(Exercise instructions):
Down to the last line, retype each line of the entries exactly, starting with the one that contains "Expected: one point per instance of the dry".

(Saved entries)
┏━━

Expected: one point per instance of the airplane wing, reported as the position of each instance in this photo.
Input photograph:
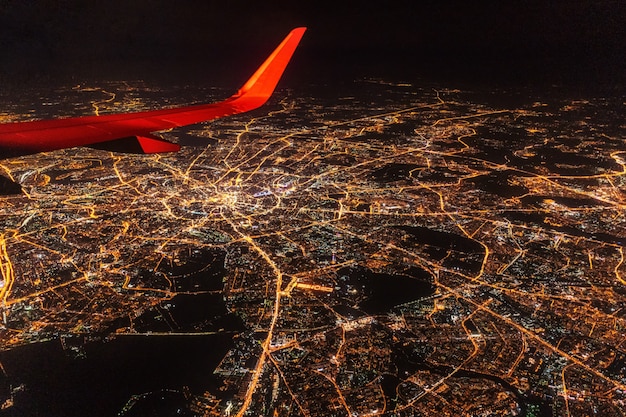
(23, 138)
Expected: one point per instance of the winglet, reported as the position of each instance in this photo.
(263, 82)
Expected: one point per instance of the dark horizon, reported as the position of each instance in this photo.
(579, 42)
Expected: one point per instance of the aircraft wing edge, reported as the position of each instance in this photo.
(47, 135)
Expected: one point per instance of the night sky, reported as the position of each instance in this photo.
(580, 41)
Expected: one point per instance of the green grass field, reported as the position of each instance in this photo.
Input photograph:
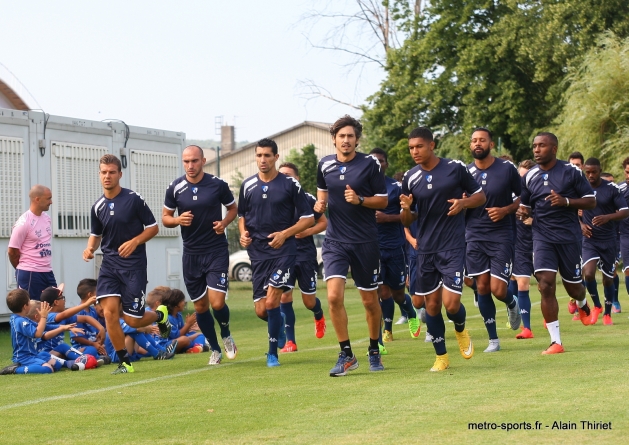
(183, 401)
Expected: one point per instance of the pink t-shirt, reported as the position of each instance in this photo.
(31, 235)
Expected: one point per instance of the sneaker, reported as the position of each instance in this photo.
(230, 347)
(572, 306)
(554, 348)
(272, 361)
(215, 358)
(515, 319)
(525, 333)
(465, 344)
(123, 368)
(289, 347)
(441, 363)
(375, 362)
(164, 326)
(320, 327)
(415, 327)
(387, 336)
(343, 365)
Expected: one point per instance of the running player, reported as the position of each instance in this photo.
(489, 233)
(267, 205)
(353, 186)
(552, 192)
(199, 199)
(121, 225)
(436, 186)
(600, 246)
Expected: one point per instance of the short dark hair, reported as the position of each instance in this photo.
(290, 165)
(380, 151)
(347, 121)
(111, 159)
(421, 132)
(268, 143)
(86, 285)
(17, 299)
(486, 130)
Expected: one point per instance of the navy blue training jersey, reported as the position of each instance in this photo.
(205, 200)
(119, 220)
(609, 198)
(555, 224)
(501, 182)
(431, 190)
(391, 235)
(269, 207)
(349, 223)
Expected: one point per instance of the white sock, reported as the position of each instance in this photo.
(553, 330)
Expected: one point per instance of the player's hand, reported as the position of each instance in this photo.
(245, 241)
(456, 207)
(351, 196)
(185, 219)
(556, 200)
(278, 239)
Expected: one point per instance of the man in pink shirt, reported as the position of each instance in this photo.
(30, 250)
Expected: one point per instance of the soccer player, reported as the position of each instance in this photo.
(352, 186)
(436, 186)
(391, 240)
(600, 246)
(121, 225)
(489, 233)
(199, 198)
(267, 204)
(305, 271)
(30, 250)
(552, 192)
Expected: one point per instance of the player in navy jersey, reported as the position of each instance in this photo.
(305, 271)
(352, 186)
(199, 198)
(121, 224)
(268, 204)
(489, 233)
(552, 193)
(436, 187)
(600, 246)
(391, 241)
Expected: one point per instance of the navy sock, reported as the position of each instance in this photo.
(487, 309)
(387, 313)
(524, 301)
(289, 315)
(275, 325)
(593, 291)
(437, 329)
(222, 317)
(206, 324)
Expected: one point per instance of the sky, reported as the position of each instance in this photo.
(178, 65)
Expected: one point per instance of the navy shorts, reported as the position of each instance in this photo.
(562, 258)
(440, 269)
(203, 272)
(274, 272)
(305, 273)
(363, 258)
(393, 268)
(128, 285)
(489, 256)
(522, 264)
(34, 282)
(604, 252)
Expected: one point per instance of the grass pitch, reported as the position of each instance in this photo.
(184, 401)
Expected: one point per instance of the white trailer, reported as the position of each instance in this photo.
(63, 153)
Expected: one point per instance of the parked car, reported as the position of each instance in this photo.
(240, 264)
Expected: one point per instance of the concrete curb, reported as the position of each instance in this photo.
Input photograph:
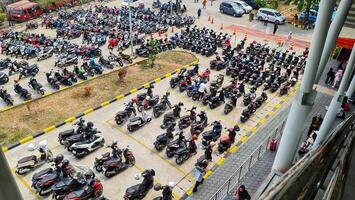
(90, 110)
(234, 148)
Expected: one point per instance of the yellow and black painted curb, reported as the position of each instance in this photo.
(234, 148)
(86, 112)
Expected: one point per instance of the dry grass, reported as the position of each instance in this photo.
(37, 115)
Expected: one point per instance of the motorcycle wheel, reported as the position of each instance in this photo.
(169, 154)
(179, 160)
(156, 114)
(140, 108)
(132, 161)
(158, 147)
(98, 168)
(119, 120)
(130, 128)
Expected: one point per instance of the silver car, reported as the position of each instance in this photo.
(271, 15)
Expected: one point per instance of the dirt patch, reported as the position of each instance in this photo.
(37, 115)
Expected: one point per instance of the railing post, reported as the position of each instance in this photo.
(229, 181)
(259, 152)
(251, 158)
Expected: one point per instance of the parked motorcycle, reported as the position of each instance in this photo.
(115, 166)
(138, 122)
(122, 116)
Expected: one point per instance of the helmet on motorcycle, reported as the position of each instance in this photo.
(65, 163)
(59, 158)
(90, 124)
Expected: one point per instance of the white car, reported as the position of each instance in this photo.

┗━━

(Reply):
Expected: one point per instance of the dry grass, reported as the position of each instance in this photo.
(37, 115)
Expected: one point per instance of the motorcycle wheel, reported as the position of each instance in this photo.
(169, 154)
(179, 160)
(156, 114)
(140, 108)
(132, 161)
(158, 147)
(98, 168)
(119, 120)
(130, 128)
Expected: one point per instance of the silver car, reported as the position of each instance in this photo.
(271, 15)
Expected: one point per instance of the dirt patch, reported as the position of each instance in this photo.
(37, 115)
Expected: one point per instance of the railing post, reported as the position of each instance in this photo.
(229, 181)
(259, 152)
(251, 158)
Expected: one point per instance of the parked motorcycle, reported as the position of each instance in this photo.
(115, 166)
(138, 122)
(122, 116)
Expected: one point per instance of the helmet on motorcycle, reported as the position of each instance in this photo.
(65, 163)
(59, 158)
(90, 124)
Expected: one point per instance of the white car, reported as the position of each instance in this photo.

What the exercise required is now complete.